Data section:
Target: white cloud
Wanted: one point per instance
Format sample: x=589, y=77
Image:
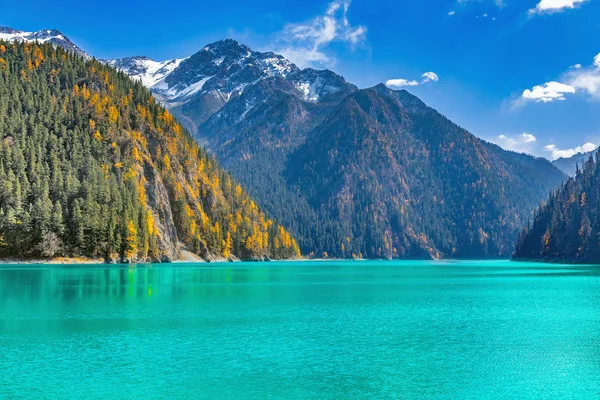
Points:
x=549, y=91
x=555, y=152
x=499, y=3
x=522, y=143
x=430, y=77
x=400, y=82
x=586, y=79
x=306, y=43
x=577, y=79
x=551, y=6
...
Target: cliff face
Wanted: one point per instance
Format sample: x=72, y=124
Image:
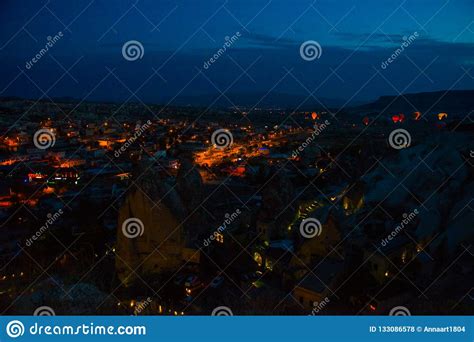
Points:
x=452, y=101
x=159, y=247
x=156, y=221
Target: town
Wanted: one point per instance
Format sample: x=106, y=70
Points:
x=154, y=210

Task objective: Find the number of lines above that hold the word "Format", then write that number by itself.

Result of the task: 3